Excerpts from point annotation records
________________________

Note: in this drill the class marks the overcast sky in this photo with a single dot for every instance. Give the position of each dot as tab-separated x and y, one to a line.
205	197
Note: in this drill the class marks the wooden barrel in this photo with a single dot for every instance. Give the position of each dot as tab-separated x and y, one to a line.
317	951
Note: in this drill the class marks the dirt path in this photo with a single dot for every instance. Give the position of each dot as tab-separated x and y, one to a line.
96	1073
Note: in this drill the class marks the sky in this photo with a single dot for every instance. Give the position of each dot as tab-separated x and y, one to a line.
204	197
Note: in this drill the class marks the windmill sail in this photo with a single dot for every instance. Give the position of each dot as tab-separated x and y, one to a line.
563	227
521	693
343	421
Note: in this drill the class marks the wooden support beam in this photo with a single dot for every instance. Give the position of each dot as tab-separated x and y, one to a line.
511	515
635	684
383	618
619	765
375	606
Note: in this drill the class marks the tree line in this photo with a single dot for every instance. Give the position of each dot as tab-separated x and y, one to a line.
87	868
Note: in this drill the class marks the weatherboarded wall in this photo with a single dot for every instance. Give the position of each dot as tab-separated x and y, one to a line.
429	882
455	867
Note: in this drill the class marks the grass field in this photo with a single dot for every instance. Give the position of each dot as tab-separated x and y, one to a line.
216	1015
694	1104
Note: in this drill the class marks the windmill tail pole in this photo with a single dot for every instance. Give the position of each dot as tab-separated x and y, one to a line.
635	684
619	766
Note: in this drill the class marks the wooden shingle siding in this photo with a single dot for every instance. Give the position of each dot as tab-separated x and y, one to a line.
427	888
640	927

________________________

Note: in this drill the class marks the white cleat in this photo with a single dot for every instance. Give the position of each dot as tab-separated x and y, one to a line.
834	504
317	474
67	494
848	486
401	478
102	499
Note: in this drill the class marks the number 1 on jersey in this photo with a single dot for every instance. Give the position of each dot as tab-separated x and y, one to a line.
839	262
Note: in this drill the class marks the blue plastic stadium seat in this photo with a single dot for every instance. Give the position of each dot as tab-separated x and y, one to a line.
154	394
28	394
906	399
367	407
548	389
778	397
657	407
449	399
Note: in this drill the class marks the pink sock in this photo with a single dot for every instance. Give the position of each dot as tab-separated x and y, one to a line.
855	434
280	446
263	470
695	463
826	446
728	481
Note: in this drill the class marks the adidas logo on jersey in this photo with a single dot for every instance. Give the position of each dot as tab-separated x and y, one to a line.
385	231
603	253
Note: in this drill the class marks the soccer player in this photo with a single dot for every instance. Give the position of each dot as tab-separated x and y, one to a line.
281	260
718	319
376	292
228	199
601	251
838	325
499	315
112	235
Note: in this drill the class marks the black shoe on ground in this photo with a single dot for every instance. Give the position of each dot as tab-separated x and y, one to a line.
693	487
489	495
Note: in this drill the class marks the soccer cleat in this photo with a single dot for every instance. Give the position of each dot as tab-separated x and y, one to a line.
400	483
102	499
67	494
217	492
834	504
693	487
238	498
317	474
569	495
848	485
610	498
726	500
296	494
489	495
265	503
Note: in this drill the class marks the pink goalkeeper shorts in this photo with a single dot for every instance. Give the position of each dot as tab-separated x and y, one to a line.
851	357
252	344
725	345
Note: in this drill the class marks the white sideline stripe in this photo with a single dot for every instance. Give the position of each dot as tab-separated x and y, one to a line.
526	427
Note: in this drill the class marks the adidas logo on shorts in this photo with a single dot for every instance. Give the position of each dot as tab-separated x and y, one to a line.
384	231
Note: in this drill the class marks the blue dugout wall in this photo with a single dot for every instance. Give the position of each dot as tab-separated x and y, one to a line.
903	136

________________________

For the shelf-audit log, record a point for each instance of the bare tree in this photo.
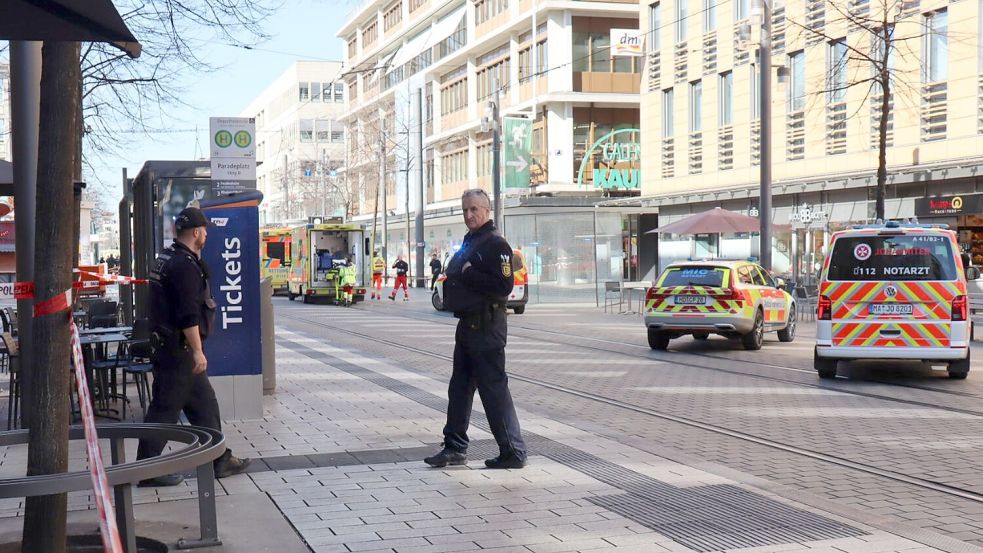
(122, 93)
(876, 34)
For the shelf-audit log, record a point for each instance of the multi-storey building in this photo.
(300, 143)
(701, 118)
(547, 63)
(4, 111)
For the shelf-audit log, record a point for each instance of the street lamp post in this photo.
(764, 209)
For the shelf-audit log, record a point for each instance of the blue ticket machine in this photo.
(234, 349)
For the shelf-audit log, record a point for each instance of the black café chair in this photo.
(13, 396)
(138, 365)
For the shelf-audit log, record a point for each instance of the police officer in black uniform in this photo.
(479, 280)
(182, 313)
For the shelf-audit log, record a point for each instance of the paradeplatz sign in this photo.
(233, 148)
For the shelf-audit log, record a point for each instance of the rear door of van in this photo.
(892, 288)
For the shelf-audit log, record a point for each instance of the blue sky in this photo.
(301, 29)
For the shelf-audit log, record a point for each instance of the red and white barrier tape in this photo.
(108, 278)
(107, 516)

________________________

• _The problem_:
Copy out every line of the records above that contains the word "adidas", treating uppercase and lowercase letters as different.

• _Task response_:
Note: in this drill the class marks the adidas logo on jersey in this photo with a single dot for every instance. Give the position of each dot as tab-separated x and y, one to a line.
Note: in this drill the class marks the adidas logo on shorts in this photo with a single dot for every instance. Give the position of each dot as tab-separated x and y, one to a line.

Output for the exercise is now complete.